Was mich auch schon zu meiner – höchstpersönlichen – Antwort führt: Ich denke, Disziplin ist der weitaus wichtigere Wert im kreativen Prozess. Inspiration ohne Disziplin schafft höchstens Fragmente oder heiße Luft. Disziplin ohne Inspiration schafft zumindest etwas Fertiges, das einen Nutzen stiftet – wenn auch einen durchschnittlichen (so wie die Mehrheit der Bücher im Buchladen, der Songs im Radio oder der Hauptabendfilme auf Kabel1). Glücklich ist freilich, wer mit beidem im guten Einvernehmen steht, denn das eine befruchtet das andere auf eine ganz eigene Art.

DD#36 Gut Ding will Weile haben

Blöder Satz, aber er trifft irgendwie zu. Heute ist es offiziell: Ich habe meine selbstgesteckte Deadline nicht erreicht. Destiny Dungeon wird nicht zum 1.9. fertig werden. Anlässlich dieses Eingeständnisses habe ich versucht zu analysieren, woran’s gelegen hat.

[DATENSÄTZE ZUR AUFGABE]:
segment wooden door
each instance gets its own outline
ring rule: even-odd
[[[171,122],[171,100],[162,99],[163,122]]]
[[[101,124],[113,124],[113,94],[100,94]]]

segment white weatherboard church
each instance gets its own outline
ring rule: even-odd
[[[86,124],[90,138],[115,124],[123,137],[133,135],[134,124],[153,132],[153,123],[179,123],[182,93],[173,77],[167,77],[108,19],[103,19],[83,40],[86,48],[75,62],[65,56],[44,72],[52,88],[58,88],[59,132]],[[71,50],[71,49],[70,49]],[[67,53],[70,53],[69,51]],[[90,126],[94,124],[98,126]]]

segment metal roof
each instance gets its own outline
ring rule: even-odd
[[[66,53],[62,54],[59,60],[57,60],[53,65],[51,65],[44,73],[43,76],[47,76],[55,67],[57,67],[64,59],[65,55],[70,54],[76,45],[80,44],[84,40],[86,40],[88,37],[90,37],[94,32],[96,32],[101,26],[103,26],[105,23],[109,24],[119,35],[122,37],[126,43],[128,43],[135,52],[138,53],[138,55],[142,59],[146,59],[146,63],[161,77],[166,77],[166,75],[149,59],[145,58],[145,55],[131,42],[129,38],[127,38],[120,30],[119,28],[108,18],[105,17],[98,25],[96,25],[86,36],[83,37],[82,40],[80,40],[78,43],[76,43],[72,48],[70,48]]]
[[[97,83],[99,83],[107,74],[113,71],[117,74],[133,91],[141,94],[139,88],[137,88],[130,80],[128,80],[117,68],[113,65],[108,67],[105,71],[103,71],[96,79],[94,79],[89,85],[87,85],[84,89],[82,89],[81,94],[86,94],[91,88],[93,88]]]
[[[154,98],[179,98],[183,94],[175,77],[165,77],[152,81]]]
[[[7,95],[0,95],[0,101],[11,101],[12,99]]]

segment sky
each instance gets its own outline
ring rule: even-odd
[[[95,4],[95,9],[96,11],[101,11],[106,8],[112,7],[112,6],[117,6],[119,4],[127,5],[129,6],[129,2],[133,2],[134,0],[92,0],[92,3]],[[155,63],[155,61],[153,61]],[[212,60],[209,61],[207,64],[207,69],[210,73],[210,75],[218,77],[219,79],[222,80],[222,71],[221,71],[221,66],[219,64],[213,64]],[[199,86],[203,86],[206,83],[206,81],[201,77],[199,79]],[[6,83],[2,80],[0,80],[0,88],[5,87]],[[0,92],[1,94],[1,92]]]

[AUFGABEN]:
**1.** Beantworte anhand des Seitenauszugs diese Fragen:
(a) Welcher Wert ist im kreativen Prozess der weitaus wichtigere?
(b) Was schafft Inspiration ohne Disziplin?
(c) Zu welchem Datum wird Destiny Dungeon nicht fertig werden?
**2.** Schreib die Zeilen der Datensätze vom Anfang bis einschließlich der Zeile mit „[[[101,124],[113,124],[113,94],[100,94]]]“ genau ab.

[ENDERGEBNISSE]:
**1.**
(a) Disziplin
(b) Höchstens Fragmente oder heiße Luft
(c) Zum 1.9.

**2.**
segment wooden door
each instance gets its own outline
ring rule: even-odd
[[[171,122],[171,100],[162,99],[163,122]]]
[[[101,124],[113,124],[113,94],[100,94]]]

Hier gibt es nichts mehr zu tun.